>> BEGIN PASSAGE TO READ
Knighted British actor Sir Rex Harrison starred in many, many movies over the course of his long career, including “Cleopatra” and “Dr. Doolittle,” and in many stage plays as well. But there will be one role he will always be remembered for and identified with far more than any other: that of Professor Henry Higgins in the play and movie “My Fair Lady.” In “My Fair Lady,” Professor Higgins and his friend Colonel Pickering made a bet with each other, as to whether Higgins could take a poor flower girl named Eliza, and teach her to speak and act as an upper-class English lady—or “English lidy,” as Eliza pronounces it.
After weeks of training, and many discouragements, and very nearly giving up, Professor Henry Higgins finally succeeded, and won his bet; he took Eliza to a fancy ball, and no one suspected that she was anything but royalty or upper class-born. Afterward, Colonel Pickering acknowledged that he had lost his bet by singing the song, “You Did It” (“because you really did it, you did it; you said you’d make a woman and indeed you did”)—a song in which he gave all the credit to Professor Higgins, credit which Higgins not-so-humbly accepted. Neither one of them ever acknowledged Eliza’s effort and accomplishment, even though she was standing right there in the room with them.
Instead, they marched around singing their song in praise of Professor Higgins alone, acting as if he had taken a stone and turned it into a fine sculpture, or an empty canvas and turned it into a beautiful painting. Eliza, in their minds, had nothing to do with the success; she was just an object which he had lifted up, had single-handedly saved from a life of poverty and ignorance.
Keep the image of Higgins and Eliza in your minds, and especially Higgins’ attitude, as we begin our discussion today—because we come to a subject that can be a bit difficult. We’re going to consider the topic of Presbyterians and predestination, and that doctrine can be a little complicated, and has been known, at least in Presbyterian history, to raise some strong feelings. But it’s a subject worth addressing because, as Presbyterians, many people expect us to believe in the doctrine of predestination—so we should probably at least know what it is. It’s worth addressing because the Bible does say some things which sound very much like predestination; and we do try to understand our Bible. Also, you’d probably be surprised at how often I’m asked, “Do I have to believe in predestination to be a Presbyterian?” And besides, I know we can handle it.
>> END PASSAGE TO READ
WRITTEN PROBLEM:
Can you continue the passage on Presbyterians and predestination from its last sentence?
>> BEGIN PROVIDED DATA
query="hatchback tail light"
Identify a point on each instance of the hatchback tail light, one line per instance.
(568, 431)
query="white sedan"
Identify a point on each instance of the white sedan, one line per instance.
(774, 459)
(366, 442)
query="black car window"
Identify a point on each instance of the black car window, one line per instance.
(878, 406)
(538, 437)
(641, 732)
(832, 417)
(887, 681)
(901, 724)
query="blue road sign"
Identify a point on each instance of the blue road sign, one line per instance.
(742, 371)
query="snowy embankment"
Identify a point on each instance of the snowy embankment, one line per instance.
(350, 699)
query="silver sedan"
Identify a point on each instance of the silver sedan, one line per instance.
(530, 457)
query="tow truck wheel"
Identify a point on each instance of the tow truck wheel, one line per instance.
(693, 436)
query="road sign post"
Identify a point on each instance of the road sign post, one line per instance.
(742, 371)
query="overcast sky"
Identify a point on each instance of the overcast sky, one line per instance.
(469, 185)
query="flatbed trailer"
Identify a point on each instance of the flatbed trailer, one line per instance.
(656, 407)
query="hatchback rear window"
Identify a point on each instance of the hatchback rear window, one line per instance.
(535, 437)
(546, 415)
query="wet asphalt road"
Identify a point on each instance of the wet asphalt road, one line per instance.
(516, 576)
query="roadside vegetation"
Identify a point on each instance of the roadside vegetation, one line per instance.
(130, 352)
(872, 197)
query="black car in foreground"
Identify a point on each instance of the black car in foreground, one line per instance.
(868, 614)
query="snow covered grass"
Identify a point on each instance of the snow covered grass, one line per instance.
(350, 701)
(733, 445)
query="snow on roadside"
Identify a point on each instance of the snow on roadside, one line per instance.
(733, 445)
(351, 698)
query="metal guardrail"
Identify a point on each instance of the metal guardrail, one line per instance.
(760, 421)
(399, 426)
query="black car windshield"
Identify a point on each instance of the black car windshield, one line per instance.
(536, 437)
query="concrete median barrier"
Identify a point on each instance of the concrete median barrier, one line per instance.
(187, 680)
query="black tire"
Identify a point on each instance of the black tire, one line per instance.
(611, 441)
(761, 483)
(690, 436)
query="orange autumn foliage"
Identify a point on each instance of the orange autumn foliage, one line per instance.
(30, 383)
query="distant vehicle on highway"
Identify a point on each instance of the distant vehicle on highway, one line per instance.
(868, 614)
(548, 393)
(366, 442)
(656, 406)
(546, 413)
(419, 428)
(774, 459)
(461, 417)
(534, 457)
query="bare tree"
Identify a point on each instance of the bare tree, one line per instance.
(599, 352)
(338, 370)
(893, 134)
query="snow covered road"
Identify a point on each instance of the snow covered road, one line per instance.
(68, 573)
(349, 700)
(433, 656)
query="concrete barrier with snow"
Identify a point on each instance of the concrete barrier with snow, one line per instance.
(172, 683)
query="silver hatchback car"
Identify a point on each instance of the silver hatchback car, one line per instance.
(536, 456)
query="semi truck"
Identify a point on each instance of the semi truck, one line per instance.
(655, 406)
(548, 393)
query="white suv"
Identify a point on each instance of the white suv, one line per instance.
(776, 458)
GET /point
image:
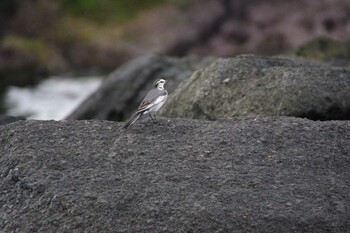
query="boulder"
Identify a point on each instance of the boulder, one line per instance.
(123, 90)
(265, 174)
(249, 85)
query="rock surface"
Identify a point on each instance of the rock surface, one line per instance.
(249, 85)
(123, 90)
(244, 175)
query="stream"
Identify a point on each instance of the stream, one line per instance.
(52, 99)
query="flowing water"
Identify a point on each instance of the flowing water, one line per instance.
(52, 99)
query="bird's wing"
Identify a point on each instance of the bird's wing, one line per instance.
(153, 97)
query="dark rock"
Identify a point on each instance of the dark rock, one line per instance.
(252, 85)
(123, 90)
(248, 175)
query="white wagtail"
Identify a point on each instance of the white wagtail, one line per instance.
(153, 101)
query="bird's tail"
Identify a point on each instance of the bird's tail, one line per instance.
(132, 120)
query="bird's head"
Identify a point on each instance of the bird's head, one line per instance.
(159, 83)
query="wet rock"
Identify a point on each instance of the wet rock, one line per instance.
(253, 174)
(251, 85)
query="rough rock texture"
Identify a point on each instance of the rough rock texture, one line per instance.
(123, 90)
(247, 175)
(251, 85)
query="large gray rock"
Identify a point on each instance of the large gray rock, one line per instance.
(248, 175)
(123, 90)
(252, 85)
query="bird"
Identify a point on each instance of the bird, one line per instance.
(153, 101)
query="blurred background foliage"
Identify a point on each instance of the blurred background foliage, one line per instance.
(103, 11)
(45, 37)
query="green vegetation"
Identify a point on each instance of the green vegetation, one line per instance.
(326, 50)
(106, 10)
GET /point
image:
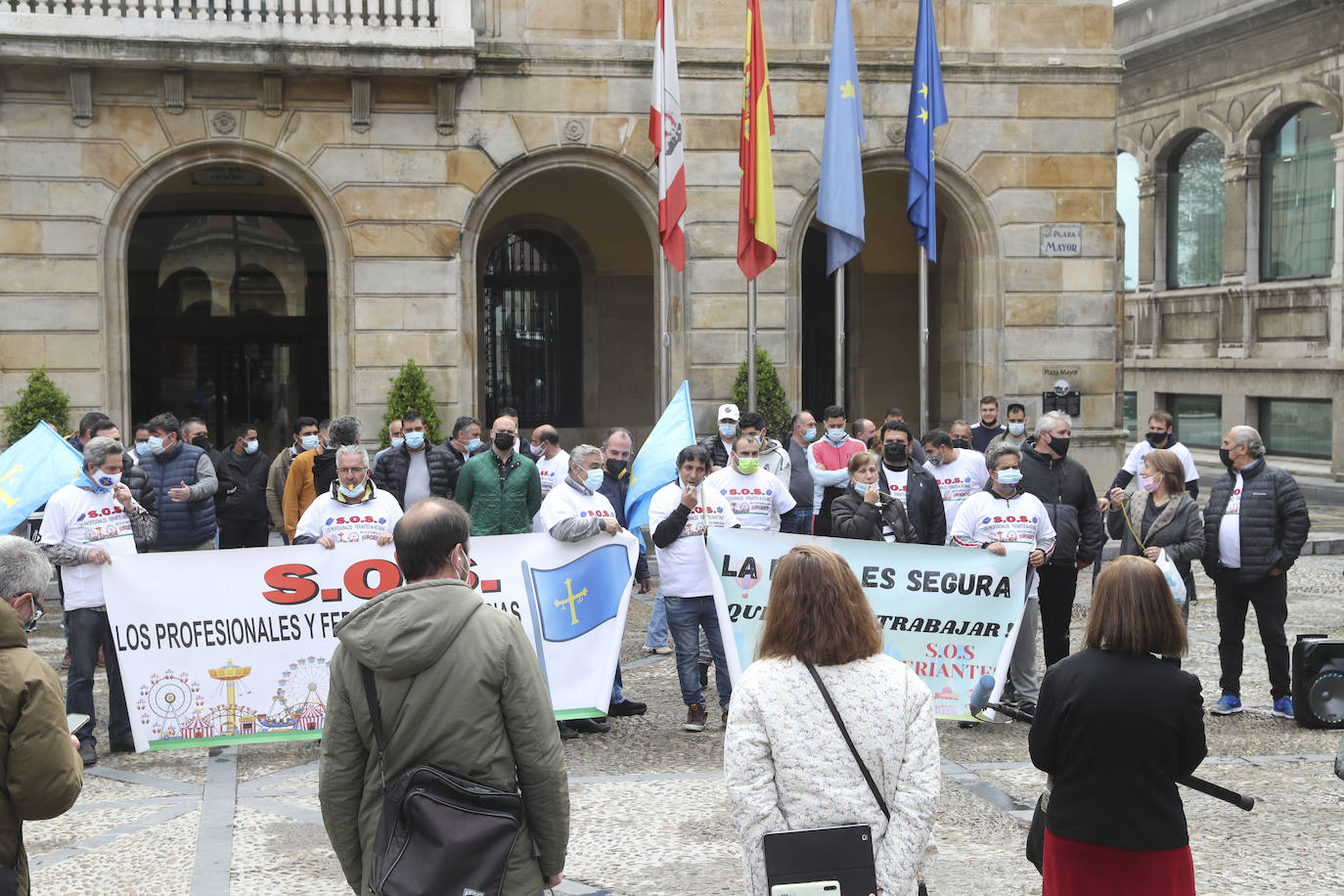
>> END PROVIDED DATA
THE RESULT:
The way our scene from “My Fair Lady” is helpful is this: those who believe in predestination assert that the salvation of a person depends entirely on God, just as Eliza’s development was attributed entirely to Professor Higgins; and that it was decided long ago, before the person’s existence. It is God who has decided who will be saved, God who makes it possible for a person to be saved, and God who does the saving. Nothing that a person thinks or says or does has anything to do with the salvation. God has picked who will be saved and single-handedly saves them, just as, in Pickering’s mind, Henry Higgins had singlehandedly chosen and saved Eliza. All the credit goes to God, just as Pickering had ascribed it to Higgins. As Eliza played no role in their minds except for being lifted up, a person is given no role in being saved, according to the theory of predestination. It is entirely God’s decision and God’s doing.
John Calvin provides the most succinct statement of what predestination is, in his book called The Institutes: “All people are not created in equal conditions,” he writes. “Rather, eternal life is foreordained for some, eternal damnation for others.” God has chosen, he says, before the universe was created, which of us are saved and which are not, and what we say, or think, or do, makes no difference.
The Westminster Confession, parts of which we sometimes use as our Affirmation of Faith, elaborates further: The exact number of people, and which people they are, it says, who will achieve everlasting life, has been determined by God before the foundation of the world was laid, and the number is so certain and definite that it cannot be either increased or diminished. Some people are “predestined” into everlasting life, others “fore-ordained” to everlasting death, by God’s choice, “according to the unsearchable counsel of God’s own will.”
Now for many years, the Westminster Confession was taken as the one definitive statement of what all Presbyterians believe. So it is no surprise that it was, and still is, often thought that all Presbyterians believe in predestination. After all, the founder of the Reformed, or Presbyterian, church, John Calvin, believed it; and their statement of faith, the Westminster Confession, says they believe it. God has already decided, millions of years ago, which of us are saved and which are not, and what we believe and say and do has nothing to do with it. That’s predestination.
Part of the reason the early Reformers like John Calvin and the writers of the Westminster Confession emphasized predestination is historical. They were reacting against the Catholic Church of their time, which had been teaching, back then (not now), they said, that a person could earn or buy their way into heaven, by joining the right church and by giving lots of money to it. “If you join our church, and give us lots of money, and do what we tell you, you will guarantee yourself eternal life.” Not unlike some TV preachers today. And the Reformers had a complaint about that approach. A person can’t buy salvation by giving lots of money to a certain church, they said. Human beings, all human beings, are sinful, and can’t buy or work their way into God’s favor themselves at all, just as the apostle Paul wrote so often.
The Reformers were very good at reminding us that we all sin; none of us are perfect. So none of us can lead perfect lives, perfectly obeying all of God’s laws, and thus guarantee ourselves eternal life. No; instead, they said, we must rely on God’s grace, on salvation as a gift from God. We are sinful, and so cannot attain salvation ourselves; it is entirely God’s doing.
And since it is entirely God’s doing, they went on, and God has perfect knowledge, having known everything from the beginning of time, including the future, it follows that it must have been determined long ago which ones would be saved. God’s the one that makes it happen; and God has known for centuries who it is it will happen to. And when you put those together, they said, you get the conclusion that God decided centuries ago what will happen, for each of us, regarding eternal life.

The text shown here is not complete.